══ Untersuchter Text ══

Die anderen wichtigen Charaktere sind individuell, lebendig und glaubwürdig gezeichnet und können vollständig überzeugen. Interessant charakterisiert sind zum Beispiel, der liebenswerte und pfiffige Funderling Chert, der kluge und mutige Hauptmann der Königsgarde Ferras Vansen und der geheimnisvolle Waffenmeister Shaso dan-Heza, einst Kriegsgefangener des Königs, danach unbarmherziger Ausbilder und Ratgeber, schließlich der in Ketten gelegte Mordverdächtige.
Einige Völker in Shadowmarch kommen dem Fantasy-Leser bekannt vor, die Funderlinge ähneln äußerlich Tolkiens Hobbits, ihre Lebensweise erinnert an die der Zwerge. Ein von den Menschen aus ihrem Territorium vertriebenes Ur-Volk, hat es auch im „Drachenbeinthron“ schon gegeben. Die Quar sind allerdings in ihrer Vielfalt als einzigartig zu bezeichnen, der ebenfalls verwendete Begriff „Elbenvolk“ verwirrt etwas, denn die Quar haben abgesehen von der Unsterblichkeit nichts mit Tolkiens Elben gemeinsam. Die Bezeichnung Quar ist ein Sammelbegriff für mehrere Völker, mit ganz unterschiedlichem Aussehen, Verhaltens- und Lebensweisen. Tad Williams hat in die Gestaltung der Quar Elemente der keltischen Mythologie einfließen lassen.

═══

• Aufgabe A
Wem ähneln die Funderlinge laut dem Text über Shadowmarch äußerlich?
• Aufgabe B
Führe bitte den Text über Shadowmarch nach seinem letzten Satz weiter.

══ Gespeicherte Daten ══

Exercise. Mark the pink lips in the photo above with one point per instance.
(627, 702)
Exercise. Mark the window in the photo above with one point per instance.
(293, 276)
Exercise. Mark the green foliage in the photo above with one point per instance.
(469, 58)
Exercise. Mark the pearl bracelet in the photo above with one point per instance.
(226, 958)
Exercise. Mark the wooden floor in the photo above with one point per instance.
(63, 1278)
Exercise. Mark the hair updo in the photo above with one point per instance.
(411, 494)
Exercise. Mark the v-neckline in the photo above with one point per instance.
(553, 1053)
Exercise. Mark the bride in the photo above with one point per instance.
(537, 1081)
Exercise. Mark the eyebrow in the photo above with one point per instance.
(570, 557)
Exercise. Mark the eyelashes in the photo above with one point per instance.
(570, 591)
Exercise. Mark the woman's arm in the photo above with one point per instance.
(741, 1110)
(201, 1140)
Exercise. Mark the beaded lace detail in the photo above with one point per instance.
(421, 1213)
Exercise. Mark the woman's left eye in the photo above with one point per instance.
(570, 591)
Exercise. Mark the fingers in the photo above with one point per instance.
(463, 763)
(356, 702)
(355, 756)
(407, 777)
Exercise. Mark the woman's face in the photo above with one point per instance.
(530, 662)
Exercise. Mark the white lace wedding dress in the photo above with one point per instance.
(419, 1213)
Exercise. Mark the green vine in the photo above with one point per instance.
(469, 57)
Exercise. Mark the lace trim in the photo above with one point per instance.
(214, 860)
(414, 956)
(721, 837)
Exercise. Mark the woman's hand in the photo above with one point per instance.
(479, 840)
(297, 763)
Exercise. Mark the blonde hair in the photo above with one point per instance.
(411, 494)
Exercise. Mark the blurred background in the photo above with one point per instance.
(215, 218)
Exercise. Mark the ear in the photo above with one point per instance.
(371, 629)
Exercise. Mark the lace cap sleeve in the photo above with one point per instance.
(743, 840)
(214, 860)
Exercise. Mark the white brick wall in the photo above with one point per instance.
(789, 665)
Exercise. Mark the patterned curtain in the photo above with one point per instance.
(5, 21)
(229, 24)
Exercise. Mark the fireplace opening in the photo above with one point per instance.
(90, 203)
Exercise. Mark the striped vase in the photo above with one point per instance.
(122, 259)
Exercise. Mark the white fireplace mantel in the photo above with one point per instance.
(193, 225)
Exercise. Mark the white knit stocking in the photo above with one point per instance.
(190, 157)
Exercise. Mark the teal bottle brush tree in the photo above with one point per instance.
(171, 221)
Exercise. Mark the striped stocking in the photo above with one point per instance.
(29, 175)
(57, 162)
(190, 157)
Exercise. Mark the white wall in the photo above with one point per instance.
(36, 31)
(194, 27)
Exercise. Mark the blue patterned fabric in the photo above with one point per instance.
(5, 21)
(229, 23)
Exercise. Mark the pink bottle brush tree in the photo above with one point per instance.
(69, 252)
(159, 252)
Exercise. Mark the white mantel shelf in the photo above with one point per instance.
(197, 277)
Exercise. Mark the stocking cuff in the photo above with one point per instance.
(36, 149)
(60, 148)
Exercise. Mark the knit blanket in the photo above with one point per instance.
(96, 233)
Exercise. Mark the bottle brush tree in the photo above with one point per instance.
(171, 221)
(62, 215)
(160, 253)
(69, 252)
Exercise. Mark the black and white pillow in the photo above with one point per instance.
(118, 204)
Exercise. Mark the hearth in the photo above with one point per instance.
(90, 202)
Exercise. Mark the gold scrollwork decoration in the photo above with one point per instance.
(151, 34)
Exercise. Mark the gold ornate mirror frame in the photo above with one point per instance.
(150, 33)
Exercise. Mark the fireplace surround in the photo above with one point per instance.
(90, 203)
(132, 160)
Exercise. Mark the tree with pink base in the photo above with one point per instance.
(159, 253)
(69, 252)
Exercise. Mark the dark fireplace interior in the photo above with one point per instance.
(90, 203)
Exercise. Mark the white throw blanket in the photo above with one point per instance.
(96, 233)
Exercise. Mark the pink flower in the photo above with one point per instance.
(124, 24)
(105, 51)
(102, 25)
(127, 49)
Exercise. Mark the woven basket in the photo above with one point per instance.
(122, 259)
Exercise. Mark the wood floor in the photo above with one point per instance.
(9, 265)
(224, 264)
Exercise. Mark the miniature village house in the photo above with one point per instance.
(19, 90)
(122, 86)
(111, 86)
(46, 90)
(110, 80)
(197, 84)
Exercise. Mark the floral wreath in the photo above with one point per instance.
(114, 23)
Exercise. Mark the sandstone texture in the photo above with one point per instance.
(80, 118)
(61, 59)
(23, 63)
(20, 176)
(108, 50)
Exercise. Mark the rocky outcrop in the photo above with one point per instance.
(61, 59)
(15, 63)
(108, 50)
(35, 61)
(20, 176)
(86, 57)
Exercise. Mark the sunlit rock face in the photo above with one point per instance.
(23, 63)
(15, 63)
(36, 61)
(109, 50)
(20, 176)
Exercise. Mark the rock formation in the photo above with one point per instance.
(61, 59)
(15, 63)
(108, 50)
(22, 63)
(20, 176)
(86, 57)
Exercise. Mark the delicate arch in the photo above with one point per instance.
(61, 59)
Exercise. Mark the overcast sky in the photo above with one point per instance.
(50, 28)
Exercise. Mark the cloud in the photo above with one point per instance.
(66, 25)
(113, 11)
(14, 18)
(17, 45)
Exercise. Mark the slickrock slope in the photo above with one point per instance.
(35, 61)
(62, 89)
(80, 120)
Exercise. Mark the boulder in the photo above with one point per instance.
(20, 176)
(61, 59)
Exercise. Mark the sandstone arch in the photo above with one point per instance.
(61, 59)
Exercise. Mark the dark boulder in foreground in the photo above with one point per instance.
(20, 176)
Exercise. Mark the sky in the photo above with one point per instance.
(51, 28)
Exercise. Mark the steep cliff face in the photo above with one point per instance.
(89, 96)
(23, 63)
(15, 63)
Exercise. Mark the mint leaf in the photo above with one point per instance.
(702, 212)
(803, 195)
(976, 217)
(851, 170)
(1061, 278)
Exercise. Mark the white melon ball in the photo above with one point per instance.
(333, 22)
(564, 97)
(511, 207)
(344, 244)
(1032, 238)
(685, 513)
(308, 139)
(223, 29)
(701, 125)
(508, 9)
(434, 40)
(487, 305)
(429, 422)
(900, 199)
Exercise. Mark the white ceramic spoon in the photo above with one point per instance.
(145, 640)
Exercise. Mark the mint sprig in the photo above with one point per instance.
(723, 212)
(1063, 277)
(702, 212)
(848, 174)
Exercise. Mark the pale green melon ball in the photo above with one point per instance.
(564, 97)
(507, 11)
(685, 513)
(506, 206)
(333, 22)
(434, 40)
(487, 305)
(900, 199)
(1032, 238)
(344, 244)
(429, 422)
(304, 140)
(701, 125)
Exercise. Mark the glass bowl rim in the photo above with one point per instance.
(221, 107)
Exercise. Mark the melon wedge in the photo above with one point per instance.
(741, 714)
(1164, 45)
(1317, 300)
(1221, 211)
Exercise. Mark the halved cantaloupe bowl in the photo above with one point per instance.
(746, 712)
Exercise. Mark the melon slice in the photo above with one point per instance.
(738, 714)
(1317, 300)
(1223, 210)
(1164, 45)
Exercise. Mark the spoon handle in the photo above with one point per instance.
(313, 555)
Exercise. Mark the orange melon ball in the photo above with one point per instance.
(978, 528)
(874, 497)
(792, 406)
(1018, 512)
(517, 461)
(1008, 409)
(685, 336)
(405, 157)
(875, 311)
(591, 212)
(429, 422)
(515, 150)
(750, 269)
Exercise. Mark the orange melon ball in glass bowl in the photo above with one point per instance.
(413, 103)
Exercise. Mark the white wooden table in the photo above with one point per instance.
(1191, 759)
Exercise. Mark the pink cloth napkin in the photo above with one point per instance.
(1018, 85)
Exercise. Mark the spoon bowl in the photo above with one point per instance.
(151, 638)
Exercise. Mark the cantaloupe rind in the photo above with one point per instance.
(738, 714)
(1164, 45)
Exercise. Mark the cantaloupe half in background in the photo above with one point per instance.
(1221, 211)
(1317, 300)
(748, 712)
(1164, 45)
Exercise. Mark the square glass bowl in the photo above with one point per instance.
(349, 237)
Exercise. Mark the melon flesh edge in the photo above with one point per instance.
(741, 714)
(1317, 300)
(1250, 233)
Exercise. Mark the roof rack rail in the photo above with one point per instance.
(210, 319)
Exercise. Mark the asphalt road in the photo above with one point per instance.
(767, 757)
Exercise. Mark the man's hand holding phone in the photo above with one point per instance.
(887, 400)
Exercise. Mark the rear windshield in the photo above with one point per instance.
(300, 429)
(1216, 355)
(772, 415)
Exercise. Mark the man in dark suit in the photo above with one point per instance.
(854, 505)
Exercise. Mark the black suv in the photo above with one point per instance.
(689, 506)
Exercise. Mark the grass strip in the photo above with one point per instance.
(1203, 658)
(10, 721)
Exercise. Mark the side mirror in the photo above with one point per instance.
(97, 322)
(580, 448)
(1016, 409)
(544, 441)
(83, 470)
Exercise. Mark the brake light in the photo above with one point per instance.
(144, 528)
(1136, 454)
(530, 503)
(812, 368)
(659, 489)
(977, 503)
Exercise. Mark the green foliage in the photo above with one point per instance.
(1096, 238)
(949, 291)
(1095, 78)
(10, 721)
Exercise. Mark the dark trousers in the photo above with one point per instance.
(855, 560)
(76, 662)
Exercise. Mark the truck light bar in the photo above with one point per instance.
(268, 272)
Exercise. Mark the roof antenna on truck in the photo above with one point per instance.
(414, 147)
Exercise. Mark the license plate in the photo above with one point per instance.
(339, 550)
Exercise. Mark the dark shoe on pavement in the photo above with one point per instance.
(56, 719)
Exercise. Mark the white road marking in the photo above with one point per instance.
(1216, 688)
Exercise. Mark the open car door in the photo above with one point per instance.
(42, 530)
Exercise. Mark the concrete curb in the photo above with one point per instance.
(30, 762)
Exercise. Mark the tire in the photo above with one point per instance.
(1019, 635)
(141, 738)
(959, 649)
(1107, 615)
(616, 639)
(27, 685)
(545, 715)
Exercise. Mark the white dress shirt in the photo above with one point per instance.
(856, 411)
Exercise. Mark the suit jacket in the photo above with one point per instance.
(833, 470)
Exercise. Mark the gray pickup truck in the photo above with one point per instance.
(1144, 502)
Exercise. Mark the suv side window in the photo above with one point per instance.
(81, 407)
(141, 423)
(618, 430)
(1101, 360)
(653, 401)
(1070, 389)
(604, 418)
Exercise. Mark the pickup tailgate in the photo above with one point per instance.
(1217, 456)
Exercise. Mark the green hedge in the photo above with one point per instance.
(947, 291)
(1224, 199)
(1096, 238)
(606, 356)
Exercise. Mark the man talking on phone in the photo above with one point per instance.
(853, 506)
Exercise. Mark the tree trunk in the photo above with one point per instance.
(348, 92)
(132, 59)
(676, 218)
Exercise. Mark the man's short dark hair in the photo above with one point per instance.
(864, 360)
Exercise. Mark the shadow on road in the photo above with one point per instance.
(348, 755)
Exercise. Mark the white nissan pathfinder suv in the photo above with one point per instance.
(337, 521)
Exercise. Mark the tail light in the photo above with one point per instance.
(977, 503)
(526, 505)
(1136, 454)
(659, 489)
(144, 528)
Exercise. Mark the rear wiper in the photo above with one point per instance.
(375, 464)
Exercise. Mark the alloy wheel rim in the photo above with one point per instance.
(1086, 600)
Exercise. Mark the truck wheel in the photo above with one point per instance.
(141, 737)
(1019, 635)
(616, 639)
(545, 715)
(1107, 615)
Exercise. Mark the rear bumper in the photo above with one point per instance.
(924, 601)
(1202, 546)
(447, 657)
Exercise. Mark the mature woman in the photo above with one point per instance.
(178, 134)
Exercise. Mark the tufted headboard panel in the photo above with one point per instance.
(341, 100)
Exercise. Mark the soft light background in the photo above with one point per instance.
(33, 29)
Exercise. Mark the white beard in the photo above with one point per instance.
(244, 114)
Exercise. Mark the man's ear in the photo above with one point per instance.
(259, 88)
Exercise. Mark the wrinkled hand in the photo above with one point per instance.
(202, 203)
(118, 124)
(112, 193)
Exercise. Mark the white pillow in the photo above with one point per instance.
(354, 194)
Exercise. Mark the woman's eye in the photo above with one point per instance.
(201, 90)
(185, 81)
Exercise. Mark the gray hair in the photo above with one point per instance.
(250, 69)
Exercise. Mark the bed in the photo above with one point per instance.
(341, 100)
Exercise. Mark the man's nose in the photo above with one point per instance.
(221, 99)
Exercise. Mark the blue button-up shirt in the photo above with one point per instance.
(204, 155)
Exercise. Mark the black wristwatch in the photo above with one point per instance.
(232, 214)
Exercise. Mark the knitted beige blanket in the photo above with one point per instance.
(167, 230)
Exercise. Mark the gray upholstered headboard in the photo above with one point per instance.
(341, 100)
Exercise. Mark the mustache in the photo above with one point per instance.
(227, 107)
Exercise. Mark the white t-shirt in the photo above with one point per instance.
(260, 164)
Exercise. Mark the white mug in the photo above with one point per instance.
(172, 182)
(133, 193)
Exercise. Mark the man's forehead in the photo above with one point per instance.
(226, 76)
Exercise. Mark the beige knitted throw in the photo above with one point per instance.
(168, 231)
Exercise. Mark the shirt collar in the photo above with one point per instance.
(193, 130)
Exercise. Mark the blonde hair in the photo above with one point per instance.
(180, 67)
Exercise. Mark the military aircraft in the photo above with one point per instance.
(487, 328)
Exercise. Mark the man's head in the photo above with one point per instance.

═══

• Ergebnis A
Tolkiens Hobbits.

• Ergebnis B
Wechselnde Perspektiven – eine übersichtlichere Anzahl an Handlungsebenen
Die Geschichte wird aus unterschiedlichen Perspektiven erzählt, was die Handlung wohltuend auflockert. Dabei gelingt es Tad Williams, den Spannungsbogen aufrecht zu erhalten, denn er setzt oft den schon zuvor erzählten Handlungsstrang aus der Erzählperspektive einer anderen Person fort.
Der Autor hat es glücklicherweise nicht nötig, ständig den Lesefluss durch Cliffhänger zu unterbrechen, nur um Spannung zu erzeugen, hier ist das Geschehen an sich mitreißend und interessant. Die Anzahl der Handlungsebenen ist in „Shadowmarch“ angenehm überschaubar, eine klare Verbesserung zu „;Drachenbeinthron“; und „Otherland“, wo man als Leser nicht immer den Bezug der einzelnen Geschichten zur Kernhandlung nachvollziehen konnte.
Die deutsche Übersetzung ist nicht so gut gelungen, der englische Text verdeutlicht die Unterschiede der Völker und die jeweilige Position der Figur durch sprachliche Nuancen, der deutsche Text wirkt dagegen etwas oberflächlich und fällt zudem noch durch einige schwere Fehler auf.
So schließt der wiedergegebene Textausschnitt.